**DIRECTIONS**
Report how many lines in the entries below have the word "order" in them, and give no other words.
--------------------------------------------------
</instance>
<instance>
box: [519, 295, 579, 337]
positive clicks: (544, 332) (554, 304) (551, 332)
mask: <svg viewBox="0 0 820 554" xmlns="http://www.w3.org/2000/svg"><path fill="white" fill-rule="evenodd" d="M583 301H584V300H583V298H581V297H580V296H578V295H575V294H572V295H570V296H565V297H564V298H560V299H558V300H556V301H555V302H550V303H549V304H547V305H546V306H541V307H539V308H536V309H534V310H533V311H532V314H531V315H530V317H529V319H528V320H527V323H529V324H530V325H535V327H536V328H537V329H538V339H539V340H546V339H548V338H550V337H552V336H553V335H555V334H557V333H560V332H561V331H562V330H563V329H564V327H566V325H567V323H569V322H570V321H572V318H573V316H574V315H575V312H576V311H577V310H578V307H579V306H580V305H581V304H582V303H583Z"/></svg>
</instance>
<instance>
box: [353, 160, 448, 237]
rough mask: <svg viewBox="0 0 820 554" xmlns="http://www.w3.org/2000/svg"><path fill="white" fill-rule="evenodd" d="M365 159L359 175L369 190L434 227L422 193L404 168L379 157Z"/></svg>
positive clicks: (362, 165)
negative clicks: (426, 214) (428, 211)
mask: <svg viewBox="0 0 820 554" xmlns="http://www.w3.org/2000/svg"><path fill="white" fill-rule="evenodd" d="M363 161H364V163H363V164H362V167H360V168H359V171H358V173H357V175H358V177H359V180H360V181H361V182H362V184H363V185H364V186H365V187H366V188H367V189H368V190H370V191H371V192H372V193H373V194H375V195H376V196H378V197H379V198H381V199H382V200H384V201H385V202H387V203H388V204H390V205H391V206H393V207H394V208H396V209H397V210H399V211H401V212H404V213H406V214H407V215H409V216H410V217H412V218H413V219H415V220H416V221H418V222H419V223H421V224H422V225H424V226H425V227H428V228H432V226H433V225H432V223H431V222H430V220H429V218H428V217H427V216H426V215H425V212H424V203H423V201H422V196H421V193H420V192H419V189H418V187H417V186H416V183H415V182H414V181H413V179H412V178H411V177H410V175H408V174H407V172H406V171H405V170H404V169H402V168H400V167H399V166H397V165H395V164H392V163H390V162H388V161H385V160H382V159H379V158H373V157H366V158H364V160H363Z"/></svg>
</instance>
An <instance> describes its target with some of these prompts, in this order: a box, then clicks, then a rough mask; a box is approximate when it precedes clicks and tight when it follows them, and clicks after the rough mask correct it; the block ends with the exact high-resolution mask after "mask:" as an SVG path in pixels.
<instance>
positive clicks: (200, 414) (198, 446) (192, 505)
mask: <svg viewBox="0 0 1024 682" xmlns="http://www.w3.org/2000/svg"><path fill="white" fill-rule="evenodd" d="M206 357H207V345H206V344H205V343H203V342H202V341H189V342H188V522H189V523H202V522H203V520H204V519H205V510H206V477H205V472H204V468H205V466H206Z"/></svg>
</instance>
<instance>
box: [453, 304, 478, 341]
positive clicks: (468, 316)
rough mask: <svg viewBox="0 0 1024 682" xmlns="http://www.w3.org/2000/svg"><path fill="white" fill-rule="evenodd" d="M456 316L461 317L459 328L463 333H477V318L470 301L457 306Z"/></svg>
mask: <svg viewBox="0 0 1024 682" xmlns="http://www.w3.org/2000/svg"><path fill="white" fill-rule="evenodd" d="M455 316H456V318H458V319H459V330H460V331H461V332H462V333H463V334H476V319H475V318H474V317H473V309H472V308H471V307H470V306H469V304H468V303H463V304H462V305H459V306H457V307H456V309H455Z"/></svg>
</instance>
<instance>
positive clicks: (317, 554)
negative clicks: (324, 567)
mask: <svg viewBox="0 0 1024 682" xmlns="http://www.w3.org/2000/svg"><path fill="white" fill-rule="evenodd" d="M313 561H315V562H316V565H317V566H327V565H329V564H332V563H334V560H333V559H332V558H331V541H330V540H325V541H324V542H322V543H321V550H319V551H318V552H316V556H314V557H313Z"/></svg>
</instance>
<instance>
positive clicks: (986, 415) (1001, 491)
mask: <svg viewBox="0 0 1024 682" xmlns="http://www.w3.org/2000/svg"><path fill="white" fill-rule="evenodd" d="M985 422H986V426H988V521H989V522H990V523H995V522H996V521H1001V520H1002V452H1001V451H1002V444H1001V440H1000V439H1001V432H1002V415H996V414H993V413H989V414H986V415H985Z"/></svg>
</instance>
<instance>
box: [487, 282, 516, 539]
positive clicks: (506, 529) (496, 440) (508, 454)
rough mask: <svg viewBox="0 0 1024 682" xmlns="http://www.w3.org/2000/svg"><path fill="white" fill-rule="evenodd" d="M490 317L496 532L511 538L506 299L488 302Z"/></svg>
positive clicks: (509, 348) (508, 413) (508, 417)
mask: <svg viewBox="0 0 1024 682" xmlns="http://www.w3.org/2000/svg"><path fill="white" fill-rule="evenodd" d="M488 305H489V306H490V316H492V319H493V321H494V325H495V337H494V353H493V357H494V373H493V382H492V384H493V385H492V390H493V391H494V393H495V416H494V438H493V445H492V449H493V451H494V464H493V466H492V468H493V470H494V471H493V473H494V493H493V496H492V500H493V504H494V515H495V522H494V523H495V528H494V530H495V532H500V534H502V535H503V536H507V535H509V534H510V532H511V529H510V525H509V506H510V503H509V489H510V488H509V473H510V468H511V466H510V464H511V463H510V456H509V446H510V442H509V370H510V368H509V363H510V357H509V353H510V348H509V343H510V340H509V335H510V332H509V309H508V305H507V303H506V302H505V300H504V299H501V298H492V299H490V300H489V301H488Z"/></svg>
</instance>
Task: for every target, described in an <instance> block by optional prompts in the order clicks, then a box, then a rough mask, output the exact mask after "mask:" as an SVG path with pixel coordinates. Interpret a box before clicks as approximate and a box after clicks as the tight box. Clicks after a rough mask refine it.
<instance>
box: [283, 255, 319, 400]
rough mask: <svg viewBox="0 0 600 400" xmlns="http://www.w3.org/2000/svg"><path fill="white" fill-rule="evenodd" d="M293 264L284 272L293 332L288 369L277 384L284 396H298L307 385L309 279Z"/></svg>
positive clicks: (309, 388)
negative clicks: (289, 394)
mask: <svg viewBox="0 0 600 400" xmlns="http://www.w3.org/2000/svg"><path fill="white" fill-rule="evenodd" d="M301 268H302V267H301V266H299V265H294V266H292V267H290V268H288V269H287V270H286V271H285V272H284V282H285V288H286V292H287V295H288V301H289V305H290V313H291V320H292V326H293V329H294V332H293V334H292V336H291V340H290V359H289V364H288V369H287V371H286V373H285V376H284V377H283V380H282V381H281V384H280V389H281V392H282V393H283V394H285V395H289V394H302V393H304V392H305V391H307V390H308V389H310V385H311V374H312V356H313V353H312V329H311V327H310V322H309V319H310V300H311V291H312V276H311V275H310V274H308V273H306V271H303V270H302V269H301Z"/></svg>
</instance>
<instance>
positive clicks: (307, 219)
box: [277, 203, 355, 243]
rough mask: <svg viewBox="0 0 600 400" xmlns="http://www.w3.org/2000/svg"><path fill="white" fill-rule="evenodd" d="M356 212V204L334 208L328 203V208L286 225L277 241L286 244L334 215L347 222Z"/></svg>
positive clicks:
--------------------------------------------------
**RESPONSE BOX**
2